About this task>
Using the records below, transcribe word for word the stretch from the line that contains "Target: grey wood" through the line that contains "Target: dark red jam of", both end lines included, and nothing else.

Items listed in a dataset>
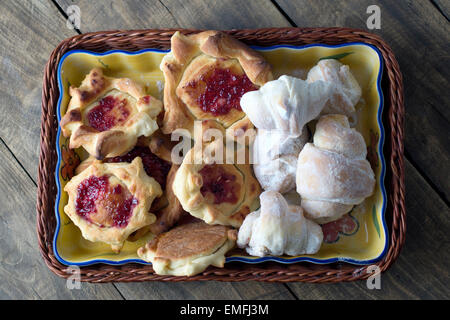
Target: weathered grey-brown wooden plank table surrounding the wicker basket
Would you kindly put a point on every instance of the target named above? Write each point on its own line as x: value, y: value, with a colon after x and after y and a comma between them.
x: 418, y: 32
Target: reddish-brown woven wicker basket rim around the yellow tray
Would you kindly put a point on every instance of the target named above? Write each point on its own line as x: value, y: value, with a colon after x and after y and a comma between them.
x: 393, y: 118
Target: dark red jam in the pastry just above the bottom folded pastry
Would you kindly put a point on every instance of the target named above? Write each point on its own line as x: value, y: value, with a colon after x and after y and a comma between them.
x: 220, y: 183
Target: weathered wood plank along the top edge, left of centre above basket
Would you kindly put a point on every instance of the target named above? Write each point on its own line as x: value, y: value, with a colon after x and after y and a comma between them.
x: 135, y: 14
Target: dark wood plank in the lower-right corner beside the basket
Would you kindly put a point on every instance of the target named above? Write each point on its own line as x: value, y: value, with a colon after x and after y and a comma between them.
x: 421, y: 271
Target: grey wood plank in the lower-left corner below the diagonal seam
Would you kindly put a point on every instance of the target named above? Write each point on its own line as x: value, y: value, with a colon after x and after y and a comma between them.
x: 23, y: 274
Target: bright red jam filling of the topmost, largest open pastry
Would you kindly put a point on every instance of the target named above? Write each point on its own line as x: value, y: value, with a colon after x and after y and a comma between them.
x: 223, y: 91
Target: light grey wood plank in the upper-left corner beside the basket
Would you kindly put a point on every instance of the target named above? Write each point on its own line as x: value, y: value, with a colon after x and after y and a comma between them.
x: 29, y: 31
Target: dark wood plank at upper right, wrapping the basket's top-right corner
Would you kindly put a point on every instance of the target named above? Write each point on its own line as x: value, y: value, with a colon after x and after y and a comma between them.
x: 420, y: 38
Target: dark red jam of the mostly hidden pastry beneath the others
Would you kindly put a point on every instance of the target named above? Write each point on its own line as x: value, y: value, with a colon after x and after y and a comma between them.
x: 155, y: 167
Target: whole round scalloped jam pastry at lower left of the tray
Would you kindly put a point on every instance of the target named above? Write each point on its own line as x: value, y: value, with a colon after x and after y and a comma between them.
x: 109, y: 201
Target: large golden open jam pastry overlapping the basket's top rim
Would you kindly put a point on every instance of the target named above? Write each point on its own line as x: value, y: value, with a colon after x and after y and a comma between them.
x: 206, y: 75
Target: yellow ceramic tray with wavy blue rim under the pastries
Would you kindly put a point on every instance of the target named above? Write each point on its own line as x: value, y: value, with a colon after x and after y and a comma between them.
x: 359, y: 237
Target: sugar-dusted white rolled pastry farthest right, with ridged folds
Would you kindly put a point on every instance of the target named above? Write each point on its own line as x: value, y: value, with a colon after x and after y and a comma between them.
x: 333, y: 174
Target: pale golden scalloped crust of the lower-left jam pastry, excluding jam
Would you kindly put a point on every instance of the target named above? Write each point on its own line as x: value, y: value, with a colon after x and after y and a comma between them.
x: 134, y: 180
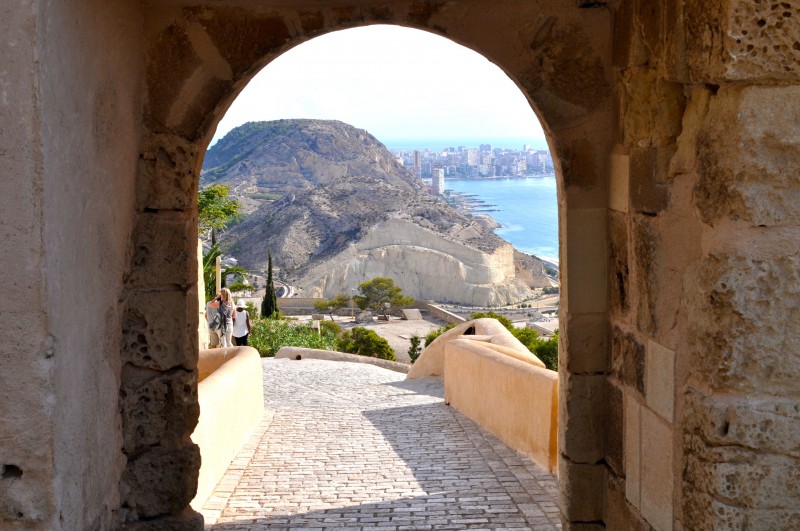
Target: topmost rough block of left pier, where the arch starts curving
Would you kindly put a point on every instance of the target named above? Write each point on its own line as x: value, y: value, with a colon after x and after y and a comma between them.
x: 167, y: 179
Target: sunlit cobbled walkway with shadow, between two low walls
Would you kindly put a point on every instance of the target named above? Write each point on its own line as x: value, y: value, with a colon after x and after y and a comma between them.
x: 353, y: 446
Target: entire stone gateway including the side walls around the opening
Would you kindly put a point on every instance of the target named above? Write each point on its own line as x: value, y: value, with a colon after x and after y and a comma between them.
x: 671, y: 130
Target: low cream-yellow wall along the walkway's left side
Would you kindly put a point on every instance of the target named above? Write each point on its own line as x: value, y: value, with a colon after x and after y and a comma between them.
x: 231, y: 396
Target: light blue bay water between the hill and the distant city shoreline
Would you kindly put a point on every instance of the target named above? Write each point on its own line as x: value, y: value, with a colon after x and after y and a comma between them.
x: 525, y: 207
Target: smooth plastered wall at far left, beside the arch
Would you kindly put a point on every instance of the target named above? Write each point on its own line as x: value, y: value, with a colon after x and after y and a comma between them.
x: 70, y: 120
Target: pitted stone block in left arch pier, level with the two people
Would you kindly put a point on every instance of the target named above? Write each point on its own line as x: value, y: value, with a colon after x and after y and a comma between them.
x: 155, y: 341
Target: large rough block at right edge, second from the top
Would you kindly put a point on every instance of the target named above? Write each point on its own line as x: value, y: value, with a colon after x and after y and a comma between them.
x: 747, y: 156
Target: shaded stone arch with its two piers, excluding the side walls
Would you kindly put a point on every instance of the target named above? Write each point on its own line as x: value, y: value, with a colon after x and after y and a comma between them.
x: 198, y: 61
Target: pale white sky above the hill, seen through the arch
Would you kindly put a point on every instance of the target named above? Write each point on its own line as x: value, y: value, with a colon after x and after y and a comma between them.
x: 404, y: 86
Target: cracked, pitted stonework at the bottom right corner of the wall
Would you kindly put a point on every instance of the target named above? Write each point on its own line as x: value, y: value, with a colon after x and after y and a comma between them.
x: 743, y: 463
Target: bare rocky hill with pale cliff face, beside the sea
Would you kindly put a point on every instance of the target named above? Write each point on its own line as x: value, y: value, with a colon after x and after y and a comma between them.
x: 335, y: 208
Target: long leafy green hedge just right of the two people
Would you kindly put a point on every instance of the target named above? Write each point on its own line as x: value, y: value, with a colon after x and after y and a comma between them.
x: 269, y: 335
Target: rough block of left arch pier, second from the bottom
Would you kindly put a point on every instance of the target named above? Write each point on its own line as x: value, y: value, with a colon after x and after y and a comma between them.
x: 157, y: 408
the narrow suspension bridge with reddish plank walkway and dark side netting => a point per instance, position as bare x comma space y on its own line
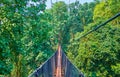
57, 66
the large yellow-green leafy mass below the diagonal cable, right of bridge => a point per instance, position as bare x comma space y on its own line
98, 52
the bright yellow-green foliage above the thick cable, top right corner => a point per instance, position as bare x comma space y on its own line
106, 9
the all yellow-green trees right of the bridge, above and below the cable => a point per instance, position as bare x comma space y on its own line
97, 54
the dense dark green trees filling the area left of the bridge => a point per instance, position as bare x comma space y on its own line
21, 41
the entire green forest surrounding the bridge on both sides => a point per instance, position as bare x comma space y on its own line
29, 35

...

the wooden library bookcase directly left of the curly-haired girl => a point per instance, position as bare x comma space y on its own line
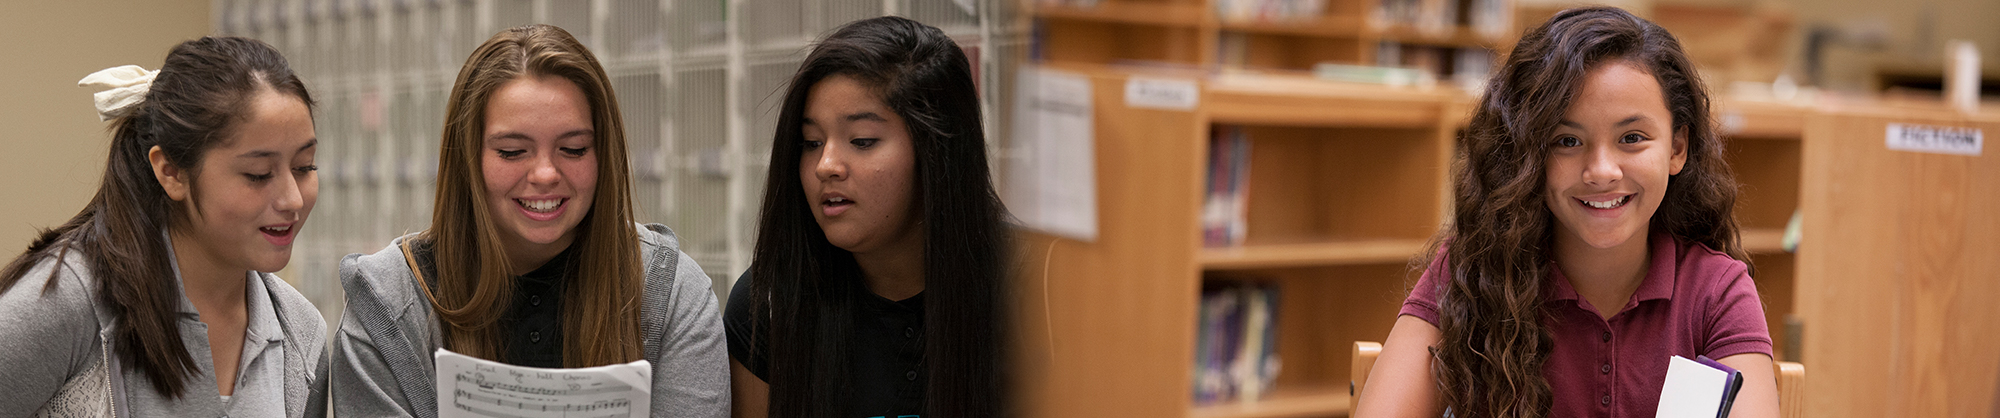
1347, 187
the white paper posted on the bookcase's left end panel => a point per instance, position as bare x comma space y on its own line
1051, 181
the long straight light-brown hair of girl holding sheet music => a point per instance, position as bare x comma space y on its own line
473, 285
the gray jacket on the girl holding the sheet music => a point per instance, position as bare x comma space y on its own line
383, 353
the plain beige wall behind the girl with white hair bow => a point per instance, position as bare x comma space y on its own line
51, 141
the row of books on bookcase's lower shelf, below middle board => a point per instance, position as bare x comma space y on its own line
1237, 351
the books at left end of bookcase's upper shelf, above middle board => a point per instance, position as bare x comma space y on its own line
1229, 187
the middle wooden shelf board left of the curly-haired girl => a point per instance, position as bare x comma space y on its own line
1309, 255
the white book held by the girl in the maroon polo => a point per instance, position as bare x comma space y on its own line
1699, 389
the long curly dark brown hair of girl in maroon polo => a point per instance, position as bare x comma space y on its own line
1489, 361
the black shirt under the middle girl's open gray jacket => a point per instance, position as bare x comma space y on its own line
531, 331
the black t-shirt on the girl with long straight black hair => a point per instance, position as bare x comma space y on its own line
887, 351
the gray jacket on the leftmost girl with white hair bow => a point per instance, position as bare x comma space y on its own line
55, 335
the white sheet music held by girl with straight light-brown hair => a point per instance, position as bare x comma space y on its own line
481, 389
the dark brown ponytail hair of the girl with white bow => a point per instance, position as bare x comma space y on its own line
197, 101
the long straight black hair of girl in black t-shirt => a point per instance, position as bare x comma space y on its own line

Output>
Target: grey wood plank in the lower-left corner below the diagonal seam
Would you kindly put a point on every instance of the target named above? Write each point on its own line as x: value, y: value, with a colon after x and after y and a comma between them.
x: 23, y: 274
Target: bright red jam filling of the topmost, largest open pastry
Would you kindly put a point on every instance of the target named above? Write each point on its own line as x: value, y: value, with a colon after x and after y and a comma between them.
x: 223, y: 91
Target: light grey wood plank in the upper-left corner beside the basket
Would you kindly put a point on every instance of the target named above? Write each point on its own line as x: value, y: value, with a colon after x and after y and a comma between them.
x: 29, y: 31
Target: dark wood plank at upper right, wrapping the basket's top-right corner
Would you kindly put a point on every instance of the target named above? Write each point on its own line as x: value, y: value, with a colon after x and after y and a comma between them.
x: 420, y: 38
Target: dark red jam of the mostly hidden pastry beneath the others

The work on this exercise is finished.